Exercise >> Print the listing below in its entirety, character for character.

Entries from a pointing dataset >>
++++++++++

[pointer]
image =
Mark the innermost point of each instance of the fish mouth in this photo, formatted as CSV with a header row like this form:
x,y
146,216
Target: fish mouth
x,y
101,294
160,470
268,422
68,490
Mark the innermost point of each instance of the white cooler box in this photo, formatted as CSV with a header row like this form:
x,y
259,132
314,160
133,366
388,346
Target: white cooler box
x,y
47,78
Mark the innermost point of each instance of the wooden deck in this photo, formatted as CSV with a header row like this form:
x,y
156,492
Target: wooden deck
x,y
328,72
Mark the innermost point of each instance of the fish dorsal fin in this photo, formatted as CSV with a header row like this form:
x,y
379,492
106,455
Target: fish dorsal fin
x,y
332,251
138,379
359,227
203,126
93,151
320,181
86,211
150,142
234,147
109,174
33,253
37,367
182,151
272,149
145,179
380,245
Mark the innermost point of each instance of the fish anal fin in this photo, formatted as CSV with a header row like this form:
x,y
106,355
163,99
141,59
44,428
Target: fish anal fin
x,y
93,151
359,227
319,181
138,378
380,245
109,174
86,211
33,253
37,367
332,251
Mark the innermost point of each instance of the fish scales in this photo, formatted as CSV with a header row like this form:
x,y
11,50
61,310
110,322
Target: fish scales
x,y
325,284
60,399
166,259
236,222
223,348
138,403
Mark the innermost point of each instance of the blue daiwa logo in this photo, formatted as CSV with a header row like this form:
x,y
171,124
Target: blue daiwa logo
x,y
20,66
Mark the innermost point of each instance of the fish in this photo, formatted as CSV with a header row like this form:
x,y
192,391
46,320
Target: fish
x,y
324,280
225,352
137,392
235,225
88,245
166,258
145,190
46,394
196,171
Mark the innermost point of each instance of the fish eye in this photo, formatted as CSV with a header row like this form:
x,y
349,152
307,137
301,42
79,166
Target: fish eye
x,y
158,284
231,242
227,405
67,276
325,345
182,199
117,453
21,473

++++++++++

Exercise result >>
[pointer]
image =
Mark the innermost point of each instance of the fish mouth in this photo, formatted as CSV with a header row like this form:
x,y
146,216
Target: fish mouth
x,y
101,294
160,470
268,422
68,490
Mark the innermost point of each instance of the white cooler box in this photo, formatted as CSV with a header row like this form:
x,y
259,132
314,160
133,366
388,346
Target: white cooler box
x,y
47,78
Mark the innermost point of each instance of the wooden deck in this photo, formatted as CSV with a header row like this form:
x,y
156,492
Target: wooden deck
x,y
328,72
Mark the innermost point of each instance of the fish dorsal fin in this photo, formatted as CSV with a header row like this form:
x,y
379,492
106,455
Target: fish dorsal fin
x,y
332,251
138,379
359,227
203,126
93,151
320,181
86,211
150,142
234,147
109,174
33,253
37,367
182,151
272,149
145,179
380,245
Mark the innermost point of each instance of the fish anal fin in this photo, formatted as CSV with a header row like this form:
x,y
106,355
163,99
141,59
44,428
Target: fish anal fin
x,y
93,151
359,227
319,181
138,378
380,245
109,174
86,211
33,253
37,367
332,251
Mark the innermost point of each instance of the fish scales in this photo, formatted as CSV with a header row like this form:
x,y
11,50
61,310
110,322
Target: fish scales
x,y
325,284
60,399
166,259
236,222
223,348
138,403
Mark the innermost point of each instance of the blue daiwa logo in this photo, formatted as CSV with a header row like this form:
x,y
171,124
Target: blue daiwa logo
x,y
20,66
Mark the innermost point of each instance of the fish in this photo, formatted as CSV with a header row like this form:
x,y
192,391
46,320
Target: fish
x,y
324,280
225,352
137,392
235,225
88,245
166,258
145,190
46,394
196,171
Mark the innermost point of each instance of the fish eye in this photo, formatted as CSV with a header row like this form:
x,y
349,152
307,137
301,42
79,166
Target: fish eye
x,y
158,284
231,242
227,405
67,276
325,345
182,199
117,453
21,473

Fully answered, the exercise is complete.